Required action
The line that contains "directive: outline every instance of the <item>white" marks the start. Output it and all remaining lines exactly, through the final line of the listing.

----

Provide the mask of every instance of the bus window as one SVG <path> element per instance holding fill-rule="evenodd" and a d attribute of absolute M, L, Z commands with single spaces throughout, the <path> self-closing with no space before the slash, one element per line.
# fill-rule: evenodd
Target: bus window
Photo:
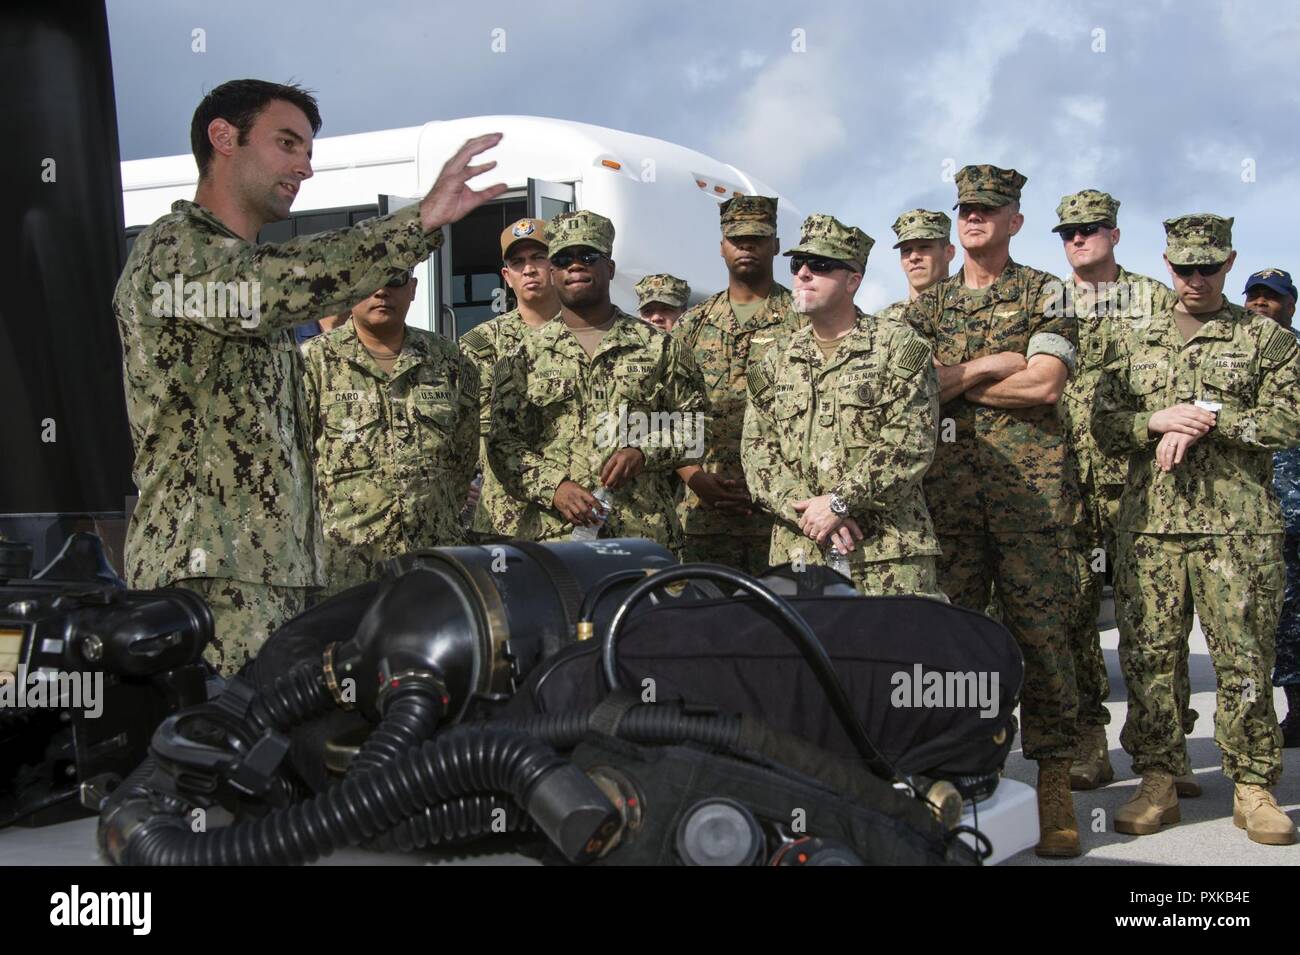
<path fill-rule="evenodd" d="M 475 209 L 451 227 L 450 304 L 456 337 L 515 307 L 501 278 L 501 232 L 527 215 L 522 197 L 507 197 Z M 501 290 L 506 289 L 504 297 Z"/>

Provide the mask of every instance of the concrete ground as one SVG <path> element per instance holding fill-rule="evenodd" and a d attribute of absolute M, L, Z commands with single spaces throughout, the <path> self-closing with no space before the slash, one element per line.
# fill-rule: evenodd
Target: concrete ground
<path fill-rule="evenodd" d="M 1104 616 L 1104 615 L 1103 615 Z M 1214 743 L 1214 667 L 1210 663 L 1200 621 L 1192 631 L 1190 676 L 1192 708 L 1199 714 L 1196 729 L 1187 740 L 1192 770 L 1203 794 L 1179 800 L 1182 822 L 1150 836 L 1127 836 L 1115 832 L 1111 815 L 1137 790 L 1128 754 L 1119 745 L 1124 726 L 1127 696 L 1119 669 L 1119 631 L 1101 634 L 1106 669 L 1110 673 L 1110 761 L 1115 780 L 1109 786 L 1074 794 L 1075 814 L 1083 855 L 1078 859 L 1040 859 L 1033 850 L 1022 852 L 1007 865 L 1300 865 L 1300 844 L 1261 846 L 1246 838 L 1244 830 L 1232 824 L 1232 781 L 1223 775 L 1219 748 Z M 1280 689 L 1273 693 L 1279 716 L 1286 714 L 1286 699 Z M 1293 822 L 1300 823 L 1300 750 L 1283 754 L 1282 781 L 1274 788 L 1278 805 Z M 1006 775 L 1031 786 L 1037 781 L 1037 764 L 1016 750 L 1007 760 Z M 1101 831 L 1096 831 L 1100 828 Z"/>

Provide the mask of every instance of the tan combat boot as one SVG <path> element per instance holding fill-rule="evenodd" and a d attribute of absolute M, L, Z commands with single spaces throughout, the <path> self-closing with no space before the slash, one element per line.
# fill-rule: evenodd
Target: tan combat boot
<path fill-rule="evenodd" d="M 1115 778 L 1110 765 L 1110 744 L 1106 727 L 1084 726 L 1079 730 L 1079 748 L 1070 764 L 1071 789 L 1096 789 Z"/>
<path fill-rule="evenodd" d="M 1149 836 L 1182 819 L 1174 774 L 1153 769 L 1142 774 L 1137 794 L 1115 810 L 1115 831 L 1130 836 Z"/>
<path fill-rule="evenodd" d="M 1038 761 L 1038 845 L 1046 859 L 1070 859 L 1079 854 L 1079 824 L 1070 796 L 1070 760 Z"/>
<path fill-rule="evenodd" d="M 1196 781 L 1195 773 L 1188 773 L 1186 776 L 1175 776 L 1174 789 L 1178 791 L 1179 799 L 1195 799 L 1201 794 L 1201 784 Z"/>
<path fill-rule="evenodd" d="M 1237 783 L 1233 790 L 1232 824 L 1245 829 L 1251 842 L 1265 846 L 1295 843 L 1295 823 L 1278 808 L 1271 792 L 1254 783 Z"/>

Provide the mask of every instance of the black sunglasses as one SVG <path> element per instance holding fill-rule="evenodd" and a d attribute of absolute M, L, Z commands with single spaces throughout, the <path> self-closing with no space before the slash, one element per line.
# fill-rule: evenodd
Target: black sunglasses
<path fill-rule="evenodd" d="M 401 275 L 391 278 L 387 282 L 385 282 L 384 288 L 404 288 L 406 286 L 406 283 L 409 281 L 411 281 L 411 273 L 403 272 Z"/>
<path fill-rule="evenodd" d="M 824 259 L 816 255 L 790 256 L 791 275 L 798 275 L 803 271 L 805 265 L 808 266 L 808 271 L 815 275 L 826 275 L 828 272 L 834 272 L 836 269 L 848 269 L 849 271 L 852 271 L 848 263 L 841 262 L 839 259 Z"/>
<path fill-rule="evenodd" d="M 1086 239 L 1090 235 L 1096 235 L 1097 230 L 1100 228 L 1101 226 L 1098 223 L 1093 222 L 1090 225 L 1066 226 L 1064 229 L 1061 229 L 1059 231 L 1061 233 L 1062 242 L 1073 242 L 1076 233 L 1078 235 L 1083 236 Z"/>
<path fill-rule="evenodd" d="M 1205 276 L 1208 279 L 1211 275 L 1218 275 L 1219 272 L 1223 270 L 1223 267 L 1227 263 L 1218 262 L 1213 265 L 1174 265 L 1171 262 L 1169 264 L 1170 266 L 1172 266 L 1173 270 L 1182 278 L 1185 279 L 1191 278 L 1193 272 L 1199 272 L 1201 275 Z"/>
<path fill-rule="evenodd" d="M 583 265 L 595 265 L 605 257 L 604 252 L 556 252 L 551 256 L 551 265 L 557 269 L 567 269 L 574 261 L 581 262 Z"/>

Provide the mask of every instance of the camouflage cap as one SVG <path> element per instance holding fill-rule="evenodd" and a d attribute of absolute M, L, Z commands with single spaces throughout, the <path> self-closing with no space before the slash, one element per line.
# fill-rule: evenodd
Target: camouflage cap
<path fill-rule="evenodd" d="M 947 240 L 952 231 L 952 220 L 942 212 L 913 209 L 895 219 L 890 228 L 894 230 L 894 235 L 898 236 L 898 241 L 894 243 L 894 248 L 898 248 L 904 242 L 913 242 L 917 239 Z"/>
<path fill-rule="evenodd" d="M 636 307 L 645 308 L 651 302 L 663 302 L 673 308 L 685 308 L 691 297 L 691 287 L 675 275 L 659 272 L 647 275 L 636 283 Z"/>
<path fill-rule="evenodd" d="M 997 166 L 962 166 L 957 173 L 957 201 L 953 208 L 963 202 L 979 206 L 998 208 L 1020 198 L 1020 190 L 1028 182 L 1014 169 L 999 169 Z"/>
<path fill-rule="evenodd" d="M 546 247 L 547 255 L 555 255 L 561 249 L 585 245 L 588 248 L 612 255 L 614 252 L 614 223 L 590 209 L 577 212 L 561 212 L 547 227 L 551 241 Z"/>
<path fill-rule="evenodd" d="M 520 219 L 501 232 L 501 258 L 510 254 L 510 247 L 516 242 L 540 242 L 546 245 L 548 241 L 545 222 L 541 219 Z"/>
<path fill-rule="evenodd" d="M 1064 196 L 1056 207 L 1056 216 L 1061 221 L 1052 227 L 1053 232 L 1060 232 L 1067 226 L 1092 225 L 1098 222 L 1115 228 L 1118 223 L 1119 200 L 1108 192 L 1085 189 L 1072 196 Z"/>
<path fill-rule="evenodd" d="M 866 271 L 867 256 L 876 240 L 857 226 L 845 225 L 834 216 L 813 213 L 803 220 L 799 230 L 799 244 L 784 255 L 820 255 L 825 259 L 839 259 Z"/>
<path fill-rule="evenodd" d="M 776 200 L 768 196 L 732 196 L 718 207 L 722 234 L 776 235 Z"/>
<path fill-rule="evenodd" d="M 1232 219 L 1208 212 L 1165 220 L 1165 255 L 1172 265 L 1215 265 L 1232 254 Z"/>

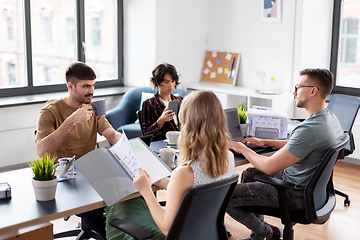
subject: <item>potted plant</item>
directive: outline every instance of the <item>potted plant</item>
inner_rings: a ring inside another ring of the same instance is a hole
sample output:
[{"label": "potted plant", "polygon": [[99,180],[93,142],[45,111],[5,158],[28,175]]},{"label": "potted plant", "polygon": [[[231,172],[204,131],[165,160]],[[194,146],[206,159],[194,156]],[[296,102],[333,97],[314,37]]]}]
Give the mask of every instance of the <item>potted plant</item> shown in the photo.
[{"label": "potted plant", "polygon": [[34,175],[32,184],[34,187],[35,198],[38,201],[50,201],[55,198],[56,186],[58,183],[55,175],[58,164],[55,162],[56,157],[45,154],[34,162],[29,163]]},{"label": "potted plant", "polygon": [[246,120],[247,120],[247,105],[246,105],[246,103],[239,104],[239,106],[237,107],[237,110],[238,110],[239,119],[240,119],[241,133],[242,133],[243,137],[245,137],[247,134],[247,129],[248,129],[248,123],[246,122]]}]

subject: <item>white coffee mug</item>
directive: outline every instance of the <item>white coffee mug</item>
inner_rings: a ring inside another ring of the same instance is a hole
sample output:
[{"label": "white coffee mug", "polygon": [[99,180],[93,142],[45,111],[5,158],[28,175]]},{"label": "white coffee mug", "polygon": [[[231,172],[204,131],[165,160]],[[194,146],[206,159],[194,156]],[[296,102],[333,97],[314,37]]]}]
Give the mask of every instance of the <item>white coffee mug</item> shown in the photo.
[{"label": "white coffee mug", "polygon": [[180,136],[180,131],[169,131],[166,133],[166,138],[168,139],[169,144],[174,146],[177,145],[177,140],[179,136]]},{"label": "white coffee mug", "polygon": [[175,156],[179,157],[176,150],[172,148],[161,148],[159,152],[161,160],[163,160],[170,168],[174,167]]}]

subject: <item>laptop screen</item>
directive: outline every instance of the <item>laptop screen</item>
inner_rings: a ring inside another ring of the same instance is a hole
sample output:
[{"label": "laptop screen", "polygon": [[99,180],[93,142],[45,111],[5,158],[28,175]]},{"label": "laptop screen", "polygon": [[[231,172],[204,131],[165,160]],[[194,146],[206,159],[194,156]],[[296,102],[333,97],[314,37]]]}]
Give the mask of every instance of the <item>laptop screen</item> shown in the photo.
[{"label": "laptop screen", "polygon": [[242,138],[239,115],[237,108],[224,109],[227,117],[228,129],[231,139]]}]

----

Reply
directive: outline every instance of the <item>white coffee mug</item>
inner_rings: a ring inside another ring of the same instance is a hole
sample output:
[{"label": "white coffee mug", "polygon": [[99,180],[93,142],[45,111],[5,158],[28,175]]},{"label": "white coffee mug", "polygon": [[[231,172],[204,131],[165,160]],[[194,146],[206,159],[194,156]],[[296,102],[333,97],[314,37]]]}]
Give the mask of every instance of the <item>white coffee mug</item> shown in the photo.
[{"label": "white coffee mug", "polygon": [[180,136],[180,131],[169,131],[166,133],[166,138],[168,139],[169,144],[174,146],[177,145],[177,140],[179,136]]},{"label": "white coffee mug", "polygon": [[175,156],[179,157],[176,150],[172,148],[161,148],[159,152],[161,160],[163,160],[170,168],[174,167]]}]

subject: <item>laptop screen</item>
directive: outline every instance of the <item>laptop screen</item>
inner_rings: a ring inside another ring of the same instance is a hole
sample output:
[{"label": "laptop screen", "polygon": [[99,180],[93,142],[45,111],[5,158],[28,175]]},{"label": "laptop screen", "polygon": [[[231,172],[204,131],[165,160]],[[194,146],[206,159],[194,156]],[[296,102],[333,97],[314,37]]]}]
Give the mask of every instance of the <item>laptop screen</item> shown in the photo.
[{"label": "laptop screen", "polygon": [[242,138],[239,115],[237,108],[224,109],[227,117],[228,129],[231,139]]}]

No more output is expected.